___ Record excerpts ___

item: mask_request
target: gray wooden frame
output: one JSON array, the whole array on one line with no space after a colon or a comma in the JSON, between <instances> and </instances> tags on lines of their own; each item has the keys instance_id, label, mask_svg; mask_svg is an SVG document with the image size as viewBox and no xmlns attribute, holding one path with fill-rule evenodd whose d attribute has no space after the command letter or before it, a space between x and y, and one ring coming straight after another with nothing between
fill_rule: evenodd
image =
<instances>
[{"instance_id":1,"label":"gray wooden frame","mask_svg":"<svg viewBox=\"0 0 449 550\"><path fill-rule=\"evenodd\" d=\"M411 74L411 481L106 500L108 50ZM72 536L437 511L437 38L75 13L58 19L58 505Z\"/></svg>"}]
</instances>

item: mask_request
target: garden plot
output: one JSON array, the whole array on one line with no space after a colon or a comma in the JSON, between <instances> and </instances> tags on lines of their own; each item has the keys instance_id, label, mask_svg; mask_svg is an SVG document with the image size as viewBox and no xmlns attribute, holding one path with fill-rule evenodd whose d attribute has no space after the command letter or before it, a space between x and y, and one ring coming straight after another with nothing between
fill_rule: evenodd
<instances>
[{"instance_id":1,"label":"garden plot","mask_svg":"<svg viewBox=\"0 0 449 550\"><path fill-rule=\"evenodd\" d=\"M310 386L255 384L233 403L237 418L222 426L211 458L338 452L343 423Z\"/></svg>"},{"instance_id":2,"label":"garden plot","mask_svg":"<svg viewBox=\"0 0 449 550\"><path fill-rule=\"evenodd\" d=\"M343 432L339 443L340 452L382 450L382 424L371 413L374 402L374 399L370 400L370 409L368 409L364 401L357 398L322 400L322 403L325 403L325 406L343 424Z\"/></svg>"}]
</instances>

___

The full set of records above is to be printed again verbatim.

item: mask_request
target: gray wooden frame
output: one JSON array, the whole array on one line with no space after a colon or a comma in the JSON, between <instances> and </instances> tags on lines of their own; each item has the keys instance_id, label, mask_svg; mask_svg is an SVG document with the image size as viewBox and no xmlns attribute, holding one path with fill-rule evenodd whose d attribute has no space after the command letter or before it, a space between x and y, and one ring coming straight after another with nothing between
fill_rule: evenodd
image =
<instances>
[{"instance_id":1,"label":"gray wooden frame","mask_svg":"<svg viewBox=\"0 0 449 550\"><path fill-rule=\"evenodd\" d=\"M411 74L411 481L106 500L108 50ZM72 536L437 511L437 38L75 13L58 19L58 505Z\"/></svg>"}]
</instances>

item: mask_request
target: garden plot
output: one JSON array, the whole array on one line with no space after a colon or a comma in the JSON, between <instances> and </instances> tags on lines of their own; each item has the keys instance_id, label, mask_svg; mask_svg is an SVG document with the image size as viewBox and no xmlns attribute, holding one path with fill-rule evenodd whose d attribute has no space after the command letter or before it, a space between x and y, and one ring coming straight after another with nothing between
fill_rule: evenodd
<instances>
[{"instance_id":1,"label":"garden plot","mask_svg":"<svg viewBox=\"0 0 449 550\"><path fill-rule=\"evenodd\" d=\"M310 386L255 384L233 403L237 418L222 426L211 458L338 452L343 423Z\"/></svg>"},{"instance_id":2,"label":"garden plot","mask_svg":"<svg viewBox=\"0 0 449 550\"><path fill-rule=\"evenodd\" d=\"M343 432L339 443L340 452L382 450L382 424L371 413L374 402L374 399L370 400L370 409L368 409L364 401L357 398L322 400L322 403L325 403L325 406L343 424Z\"/></svg>"}]
</instances>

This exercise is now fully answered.